----- Text block

This article is more than 5 years old

Former PM doesn’t want wind farms ‘spoiling our landscape’ and praises Angus Taylor for supporting coal-fired power

The former prime minister Tony Abbott has continued his crusade against wind turbines, labelling them the “dark satanic mills of the modern era”.

Abbott, who was dumped at the 18 May election as the member for Warringah, had previously questioned the health impacts of wind turbines, despite there being no “consistent evidence that wind farms cause adverse health effects”. He has also previously dismissed them as “ugly”, “noisy” and “visually awful”.

Abbott lost his Sydney seat to the independent MP Zali Steggall, who campaigned on taking action on climate change.

Asked by the Sydney radio 2GB host Alan Jones on Friday morning whether his successor had been “sticking them [wind turbines] up there” in his former electorate, Abbott replied there had been “a lot of wind, but not too much action”.

“And thank God,” he told Jones. “Because the last thing we want is what I regard as the dark satanic mills of the modern era spoiling our landscape.”

“Absolutely,” Jones said. “Absolutely.”

Abbott said he was comforted by the energy minister Angus Taylor’s pledge to keep Australia’s coal-fired power stations open.

“The great thing about Angus Taylor, Alan, is Angus wants to try and keep our existing coal-fired power stations like Liddell open, because we’ve got more and more wind and solar flooding into the system, and that is great when the wind is blowing and the sun is shining, but it doesn’t always blow and it doesn’t always shine, but we still have to be able to flick the switch and have the lights come on,” Abbott said.

“That’s why keeping existing coal-fired power in the system is the vital first step in trying to avoid the disaster that will otherwise befall us, the de-industrialise disaster that will otherwise befall us.

----------
----- Data lines

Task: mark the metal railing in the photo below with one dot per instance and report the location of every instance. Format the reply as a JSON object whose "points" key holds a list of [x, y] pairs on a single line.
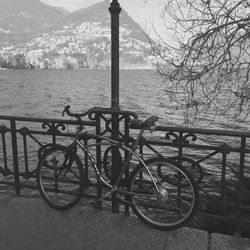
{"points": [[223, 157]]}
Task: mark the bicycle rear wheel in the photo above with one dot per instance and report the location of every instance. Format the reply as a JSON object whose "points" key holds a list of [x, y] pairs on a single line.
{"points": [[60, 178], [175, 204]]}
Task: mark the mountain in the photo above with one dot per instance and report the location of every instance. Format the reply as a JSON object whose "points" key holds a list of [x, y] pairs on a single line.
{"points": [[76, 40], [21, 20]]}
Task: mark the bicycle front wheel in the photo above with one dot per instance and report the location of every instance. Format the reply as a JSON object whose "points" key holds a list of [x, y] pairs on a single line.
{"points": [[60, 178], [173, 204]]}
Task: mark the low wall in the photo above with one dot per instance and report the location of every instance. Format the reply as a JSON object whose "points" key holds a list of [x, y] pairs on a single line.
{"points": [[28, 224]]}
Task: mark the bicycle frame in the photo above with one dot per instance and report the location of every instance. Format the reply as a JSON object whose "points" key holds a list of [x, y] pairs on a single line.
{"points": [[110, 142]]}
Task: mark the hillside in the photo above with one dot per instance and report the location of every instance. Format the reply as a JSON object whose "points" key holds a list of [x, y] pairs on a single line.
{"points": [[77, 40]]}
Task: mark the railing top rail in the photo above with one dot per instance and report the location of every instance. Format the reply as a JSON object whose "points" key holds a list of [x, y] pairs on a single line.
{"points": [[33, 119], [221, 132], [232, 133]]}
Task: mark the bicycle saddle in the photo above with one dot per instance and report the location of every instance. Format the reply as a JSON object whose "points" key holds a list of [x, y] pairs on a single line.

----------

To-do list →
A. List every person named in the article about Tony Abbott and wind turbines.
B. Reproduce the article about Tony Abbott and wind turbines word for word, from "Abbott said he" up to and including "otherwise befall us.".
C. Carry on writing the article about Tony Abbott and wind turbines after its last sentence.

Responses by task →
A.
Tony Abbott
Zali Steggall
Alan Jones
Angus Taylor

B.
Abbott said he was comforted by the energy minister Angus Taylor’s pledge to keep Australia’s coal-fired power stations open.

“The great thing about Angus Taylor, Alan, is Angus wants to try and keep our existing coal-fired power stations like Liddell open, because we’ve got more and more wind and solar flooding into the system, and that is great when the wind is blowing and the sun is shining, but it doesn’t always blow and it doesn’t always shine, but we still have to be able to flick the switch and have the lights come on,” Abbott said.

“That’s why keeping existing coal-fired power in the system is the vital first step in trying to avoid the disaster that will otherwise befall us, the de-industrialise disaster that will otherwise befall us.

C.
“This is why the re-election of the Morrison government has been in some respects, I think we have dodged a bullet.”

Batteries were not mentioned as part of the conversation, but Jones did remark on “irrelevant” people interjecting into national debates who “exercised a lot of power” in regards to Steggall and the former Greens leader Bob Brown.

Abbott did not go into detail about his plans post-parliament in Friday’s interview. As a former prime minister, he automatically receives an annual pension of $296,000, $90,000 more than the backbencher salary he earned in his final years in parliament.

Steggall, who won the seat Abbott held for 25 years, has not proposed wind turbines for the Warringah electorate, but was named in some spoof petitions calling for wind farms along Manly beach.

Abbott declared in 2015 he wished the Howard government, of which he was a member, had never implemented the Renewable Energy Target. He then signed Australia up to the Paris agreement while prime minister but later campaigned for Australia’s withdrawal when he was returned to the backbench following a leadership coup.